• _Source passage_:
§
# Laws in Ohio .. if caught with garden



## mike78wmdayton (Jun 15, 2007)

Just curious at to how long they might put someone in jail in Ohio for if caught with under a 100 plants.... which makes it non-federal i believe.

Also if a person owns his house would they confiscate house too?? 

any good input would be appreciated.. thanks


----------



## Mr.Wakenbake (Jun 15, 2007)

www.NORML.com for all the laws on MJ in the USA state by state.


----------



## Rocker420 (Jun 15, 2007)

Well. To correct you on one thing, the FEDs can come in when ever they like for no matter how many plants. If caught at your house, yes you can lose your house.

go here to see your state laws

www.Norml.org


----------



## Draston (Jun 16, 2007)

100 plants? I'm pretty sure its a felony with anything over 5 in most states.


----------



## MergeLeft (Jun 16, 2007)

This is the section of the Ohio revised code that sets out the penalties for mj growing. Penalties are based on GRAM AMOUNT not number of plants. Under 100 grams, you are looking at a "minor misdemeanor," fine up to $1000 and no criminal record, UNLESS, your grow is "in the vicinity of a school" or "in the vicinity of a juvenile," in which case it is a fourth degree misdemeanor, up to 30 days & a maximum $2000 fine.
 
http://codes.ohio.gov/orc/2925.04
Illegal manufacture of drugs - illegal cultivation of marihuana - methamphetamine offenses.

*100-200* *grams:* 4th degree *misdemeanor*- prison not mandatory, but possible- not more than 30 days and $2000; juvenile or school, 3d degree- up to 60 days and $3000.

*200-1000 grams:** 5th degree felony-* 6-12 months, up to $7500; OR if the kid/school thing applies then 4th degree felony- 6-18 months and up to $10,000. Court decides based on "additional factors" [Section 2929.13(B)] in deciding _"whether to impose a prison sentence on the offender."_ 
_Cultivation for personal use only is a defense_ [per subsection (F)] _to the 5th degree charge only,_ but the burden is totally on the grower, and proof of personal use only shifts the charge to a misdemeanor.

*1000-5000 grams:** 3d degree felony- *1-5 years and up to $15,000; OR kid or school in vicinity, *2d degree felony-* 2-8 years and up to $20,000; Again, Court decides based on "additional factors" [Section 2929.13(B)] in deciding _"whether to impose a prison sentence on the offender."_ 

*5000-20,000 grams:* 3rd degree felony; add kid or school it becomes a 2d degree felony, same penalties as above* AND "there is a presumption for a prison term for the offense" *meaning prison is much more likely.
§
• _Data listing_:
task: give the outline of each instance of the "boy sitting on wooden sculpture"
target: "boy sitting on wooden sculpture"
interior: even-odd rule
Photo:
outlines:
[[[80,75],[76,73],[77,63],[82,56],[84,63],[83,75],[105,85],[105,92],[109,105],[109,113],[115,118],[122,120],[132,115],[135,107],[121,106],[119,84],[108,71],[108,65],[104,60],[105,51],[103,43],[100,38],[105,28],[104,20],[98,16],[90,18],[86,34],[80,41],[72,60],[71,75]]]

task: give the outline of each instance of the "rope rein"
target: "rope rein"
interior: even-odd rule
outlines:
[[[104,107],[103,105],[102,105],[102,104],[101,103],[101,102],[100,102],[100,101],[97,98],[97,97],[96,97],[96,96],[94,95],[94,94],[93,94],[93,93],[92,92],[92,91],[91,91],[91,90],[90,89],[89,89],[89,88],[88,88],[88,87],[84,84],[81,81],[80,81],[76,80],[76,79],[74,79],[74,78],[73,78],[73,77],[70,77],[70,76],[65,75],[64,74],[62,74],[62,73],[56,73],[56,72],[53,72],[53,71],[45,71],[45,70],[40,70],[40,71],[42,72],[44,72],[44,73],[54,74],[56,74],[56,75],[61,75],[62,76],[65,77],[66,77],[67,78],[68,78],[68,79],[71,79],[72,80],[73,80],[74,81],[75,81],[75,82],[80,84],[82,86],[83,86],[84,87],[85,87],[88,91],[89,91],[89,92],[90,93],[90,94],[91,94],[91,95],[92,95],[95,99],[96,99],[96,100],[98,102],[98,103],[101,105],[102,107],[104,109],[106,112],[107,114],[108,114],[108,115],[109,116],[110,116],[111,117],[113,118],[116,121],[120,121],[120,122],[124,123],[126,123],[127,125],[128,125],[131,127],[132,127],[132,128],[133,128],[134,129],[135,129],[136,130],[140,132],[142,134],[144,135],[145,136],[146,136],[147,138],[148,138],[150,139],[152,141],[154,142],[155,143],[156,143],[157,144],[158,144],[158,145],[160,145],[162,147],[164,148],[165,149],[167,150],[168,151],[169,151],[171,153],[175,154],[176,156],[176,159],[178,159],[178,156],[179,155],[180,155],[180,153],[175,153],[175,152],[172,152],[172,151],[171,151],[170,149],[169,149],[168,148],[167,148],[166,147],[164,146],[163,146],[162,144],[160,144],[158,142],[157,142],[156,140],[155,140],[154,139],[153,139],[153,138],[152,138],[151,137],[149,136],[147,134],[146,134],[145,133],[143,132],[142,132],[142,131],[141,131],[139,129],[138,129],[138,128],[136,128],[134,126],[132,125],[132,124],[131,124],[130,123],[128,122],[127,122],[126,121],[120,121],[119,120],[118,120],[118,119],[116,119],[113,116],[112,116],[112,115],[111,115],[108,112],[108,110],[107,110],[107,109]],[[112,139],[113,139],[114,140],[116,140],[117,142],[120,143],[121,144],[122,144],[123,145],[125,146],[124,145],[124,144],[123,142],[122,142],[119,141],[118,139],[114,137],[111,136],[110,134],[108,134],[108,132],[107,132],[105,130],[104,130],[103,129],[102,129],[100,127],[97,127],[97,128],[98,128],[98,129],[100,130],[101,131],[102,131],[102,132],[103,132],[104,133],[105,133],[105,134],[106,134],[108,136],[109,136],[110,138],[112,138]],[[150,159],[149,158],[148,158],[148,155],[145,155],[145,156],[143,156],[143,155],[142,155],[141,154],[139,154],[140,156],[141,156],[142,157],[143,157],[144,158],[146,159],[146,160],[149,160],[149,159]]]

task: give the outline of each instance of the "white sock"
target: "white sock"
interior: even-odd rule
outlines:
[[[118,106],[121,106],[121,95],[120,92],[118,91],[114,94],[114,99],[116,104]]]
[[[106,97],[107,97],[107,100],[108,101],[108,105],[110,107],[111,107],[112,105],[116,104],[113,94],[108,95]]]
§
• _Complete the following_:
a: Extract, unchanged, the part of the forum thread that opens with the words containing "## mike78wmdayton (Jun" and closes with "confiscate house too??".
b: Pull out each line of the records that contains the string "give".
The forum thread and the records are unrelated material.

• _Written answers_:
a:
## mike78wmdayton (Jun 15, 2007)

Just curious at to how long they might put someone in jail in Ohio for if caught with under a 100 plants.... which makes it non-federal i believe.

Also if a person owns his house would they confiscate house too??

b:
task: give the outline of each instance of the "boy sitting on wooden sculpture"
task: give the outline of each instance of the "rope rein"
task: give the outline of each instance of the "white sock"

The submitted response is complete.